■ **Objectif A**
Filtrez, s'il vous plaît, les entrées ci-dessous pour ne garder que les lignes contenant le mot « grass ». La casse compte.

■ **Texte**
━━━━━━
Le discours au long nez

C’est un terrain sur lequel constructeurs aéronautiques et compagnies aériennes n’ont pas encore osé s’aventurer. À l’heure du réchauffement climatique, c’est pourtant le scoop de la décennie. Pour sauver le climat et faire évoluer les mentalités, je dois ici saisir la tribune qui m’est offerte.

Ah, et faites-moi penser à renouveler ma carte de lobbyiste.

J’imagine qu’il est évident pour chacun d’entre nous que la marche à pied est le mode de déplacement écologique par excellence. Or, je vais le prouver sans ambiguïté, l’avion est indéniablement plus écologique que la marche à pied. Celui-ci prend donc la première place du podium des transports écologiques : je me réjouis de rétablir enfin la vraie vérité.

En effet, qui ne voudrait pas léguer un monde vivable à nos enfants ? Qui ne souhaite pas réduire drastiquement les émissions de CO2 ? Nous montrons ici que l’avion est injustement décrié à ce sujet, et a au contraire un rôle des plus vertueux à jouer.

Nous comparerons uniquement les émissions de l’aviation à celles de la marche à pied mais il est clair que la voiture par exemple est bien moins écologique que la marche à pied et nous l’ignorerons ici par souci de concision. Nous laissons ce travail à la fourmi.
━━━━━━
■ **Données**
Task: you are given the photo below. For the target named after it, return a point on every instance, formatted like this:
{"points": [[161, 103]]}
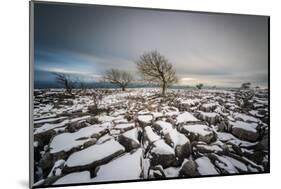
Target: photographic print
{"points": [[122, 94]]}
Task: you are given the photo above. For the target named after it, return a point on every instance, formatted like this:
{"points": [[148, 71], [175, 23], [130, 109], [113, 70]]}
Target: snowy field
{"points": [[110, 135]]}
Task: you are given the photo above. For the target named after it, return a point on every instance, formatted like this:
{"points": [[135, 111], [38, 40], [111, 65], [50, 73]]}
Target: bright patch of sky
{"points": [[213, 49]]}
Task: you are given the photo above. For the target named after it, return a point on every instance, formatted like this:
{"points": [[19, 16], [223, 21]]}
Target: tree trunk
{"points": [[163, 89]]}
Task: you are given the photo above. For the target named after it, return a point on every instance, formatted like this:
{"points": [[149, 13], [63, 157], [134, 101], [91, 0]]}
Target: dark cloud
{"points": [[217, 49]]}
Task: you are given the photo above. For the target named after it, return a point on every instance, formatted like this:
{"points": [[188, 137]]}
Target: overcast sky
{"points": [[213, 49]]}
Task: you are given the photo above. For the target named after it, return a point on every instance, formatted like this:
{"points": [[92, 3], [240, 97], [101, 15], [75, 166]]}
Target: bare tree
{"points": [[118, 77], [246, 85], [155, 68], [66, 82], [199, 86]]}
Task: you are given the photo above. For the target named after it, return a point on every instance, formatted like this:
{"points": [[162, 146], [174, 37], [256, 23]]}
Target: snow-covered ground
{"points": [[138, 134]]}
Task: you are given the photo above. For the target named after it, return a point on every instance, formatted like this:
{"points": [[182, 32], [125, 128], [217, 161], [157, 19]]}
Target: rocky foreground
{"points": [[109, 135]]}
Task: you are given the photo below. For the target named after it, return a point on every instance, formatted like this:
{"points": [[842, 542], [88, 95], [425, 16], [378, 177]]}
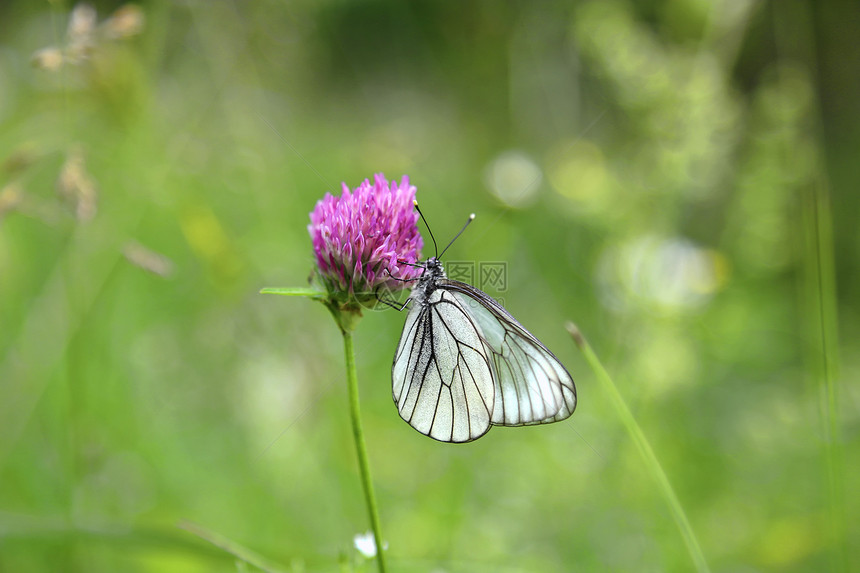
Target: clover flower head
{"points": [[366, 239]]}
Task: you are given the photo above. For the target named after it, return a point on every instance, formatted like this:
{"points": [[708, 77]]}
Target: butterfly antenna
{"points": [[471, 218], [435, 248]]}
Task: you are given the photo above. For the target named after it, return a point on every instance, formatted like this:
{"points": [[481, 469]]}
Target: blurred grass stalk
{"points": [[821, 344], [644, 447]]}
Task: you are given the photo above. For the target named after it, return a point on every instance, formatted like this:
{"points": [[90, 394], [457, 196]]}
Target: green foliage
{"points": [[677, 177]]}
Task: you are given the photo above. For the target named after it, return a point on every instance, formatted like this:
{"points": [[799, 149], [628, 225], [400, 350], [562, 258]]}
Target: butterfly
{"points": [[464, 364]]}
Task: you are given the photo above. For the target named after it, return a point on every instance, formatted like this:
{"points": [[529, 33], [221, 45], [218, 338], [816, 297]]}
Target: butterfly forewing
{"points": [[442, 377], [530, 385]]}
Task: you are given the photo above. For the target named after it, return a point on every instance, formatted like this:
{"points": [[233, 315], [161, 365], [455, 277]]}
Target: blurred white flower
{"points": [[366, 545], [662, 274]]}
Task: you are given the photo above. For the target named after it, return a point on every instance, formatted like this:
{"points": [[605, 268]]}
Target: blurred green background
{"points": [[676, 176]]}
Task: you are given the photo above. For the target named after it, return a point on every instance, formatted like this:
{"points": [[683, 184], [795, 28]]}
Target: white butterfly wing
{"points": [[531, 385], [442, 378]]}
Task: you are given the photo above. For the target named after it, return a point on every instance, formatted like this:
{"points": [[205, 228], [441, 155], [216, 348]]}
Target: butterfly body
{"points": [[464, 364]]}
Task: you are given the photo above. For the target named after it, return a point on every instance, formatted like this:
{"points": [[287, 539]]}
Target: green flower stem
{"points": [[358, 434], [644, 447]]}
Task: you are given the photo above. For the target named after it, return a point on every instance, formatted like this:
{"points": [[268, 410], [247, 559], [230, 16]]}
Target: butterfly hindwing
{"points": [[442, 378], [530, 385]]}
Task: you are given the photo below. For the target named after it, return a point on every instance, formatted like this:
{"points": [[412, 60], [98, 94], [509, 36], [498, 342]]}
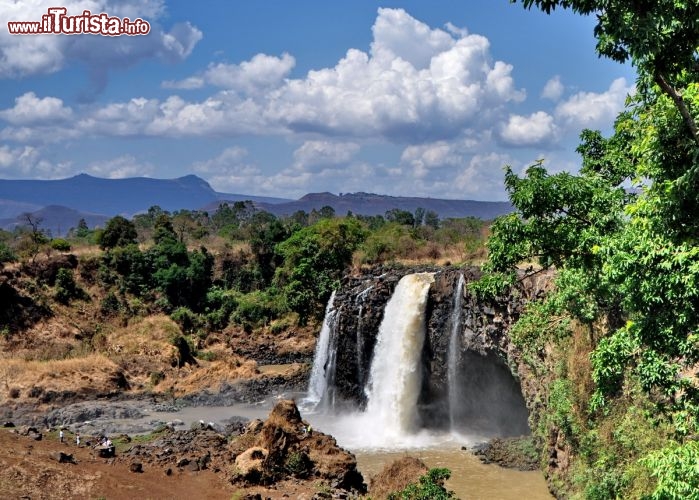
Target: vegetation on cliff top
{"points": [[623, 236]]}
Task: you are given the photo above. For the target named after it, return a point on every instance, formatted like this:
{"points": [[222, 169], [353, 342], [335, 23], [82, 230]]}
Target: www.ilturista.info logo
{"points": [[57, 22]]}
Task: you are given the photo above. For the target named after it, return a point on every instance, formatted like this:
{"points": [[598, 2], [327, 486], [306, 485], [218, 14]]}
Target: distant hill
{"points": [[62, 203], [11, 208], [375, 204], [56, 219], [244, 197], [111, 196]]}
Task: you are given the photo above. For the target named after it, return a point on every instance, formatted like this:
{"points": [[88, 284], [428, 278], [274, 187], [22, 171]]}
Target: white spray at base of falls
{"points": [[322, 362], [395, 376], [454, 350]]}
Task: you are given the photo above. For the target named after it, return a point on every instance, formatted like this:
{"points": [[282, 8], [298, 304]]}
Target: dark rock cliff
{"points": [[492, 393]]}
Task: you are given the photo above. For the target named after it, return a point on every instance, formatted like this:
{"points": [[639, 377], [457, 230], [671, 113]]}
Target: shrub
{"points": [[66, 288], [60, 245], [430, 487], [110, 305], [186, 319]]}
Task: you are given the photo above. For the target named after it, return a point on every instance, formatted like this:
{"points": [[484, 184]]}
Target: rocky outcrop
{"points": [[491, 394], [286, 446], [266, 453]]}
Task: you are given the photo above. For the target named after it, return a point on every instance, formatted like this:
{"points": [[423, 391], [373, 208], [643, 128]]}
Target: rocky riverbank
{"points": [[277, 458]]}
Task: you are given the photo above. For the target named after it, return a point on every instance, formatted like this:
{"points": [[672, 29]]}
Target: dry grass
{"points": [[150, 337], [91, 373], [212, 374]]}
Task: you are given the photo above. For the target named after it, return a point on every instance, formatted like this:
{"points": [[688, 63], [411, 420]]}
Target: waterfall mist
{"points": [[323, 360], [422, 385]]}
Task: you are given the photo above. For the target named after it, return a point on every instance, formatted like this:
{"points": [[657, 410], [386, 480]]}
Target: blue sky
{"points": [[282, 98]]}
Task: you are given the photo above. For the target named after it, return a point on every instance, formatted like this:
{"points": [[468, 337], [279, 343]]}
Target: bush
{"points": [[66, 288], [430, 487], [257, 309], [186, 319], [110, 305], [6, 254], [60, 245]]}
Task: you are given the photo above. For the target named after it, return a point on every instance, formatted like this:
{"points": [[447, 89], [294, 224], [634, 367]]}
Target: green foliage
{"points": [[188, 321], [119, 232], [66, 287], [314, 259], [185, 351], [60, 244], [110, 304], [258, 308], [430, 487], [627, 264], [676, 468], [6, 254], [389, 242]]}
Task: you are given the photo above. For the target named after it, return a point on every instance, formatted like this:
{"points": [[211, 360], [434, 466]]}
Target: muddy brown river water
{"points": [[470, 479]]}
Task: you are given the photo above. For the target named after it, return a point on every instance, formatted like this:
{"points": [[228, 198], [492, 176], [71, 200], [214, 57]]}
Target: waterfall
{"points": [[454, 349], [395, 375], [360, 339], [323, 360]]}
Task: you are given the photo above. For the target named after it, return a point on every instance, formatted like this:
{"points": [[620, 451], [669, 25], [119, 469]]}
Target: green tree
{"points": [[314, 260], [119, 232]]}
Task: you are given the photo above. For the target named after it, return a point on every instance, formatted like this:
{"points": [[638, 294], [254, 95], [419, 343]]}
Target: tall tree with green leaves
{"points": [[630, 257]]}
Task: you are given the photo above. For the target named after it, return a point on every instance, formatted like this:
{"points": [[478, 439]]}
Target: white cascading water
{"points": [[318, 384], [360, 338], [395, 375], [454, 350]]}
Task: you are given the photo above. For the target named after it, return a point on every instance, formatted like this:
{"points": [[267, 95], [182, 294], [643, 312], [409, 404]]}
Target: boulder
{"points": [[249, 464], [62, 458]]}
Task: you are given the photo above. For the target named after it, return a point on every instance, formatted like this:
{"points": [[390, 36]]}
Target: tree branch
{"points": [[680, 104]]}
━━━━━━
■ **Objectif B**
D'après le texte ci-dessus, quel mode de transport est laissé de côté par souci de concision ?

■ **Réponse A**
Target: blurred grass stalk
Target: dry grass

■ **Réponse B**
La voiture.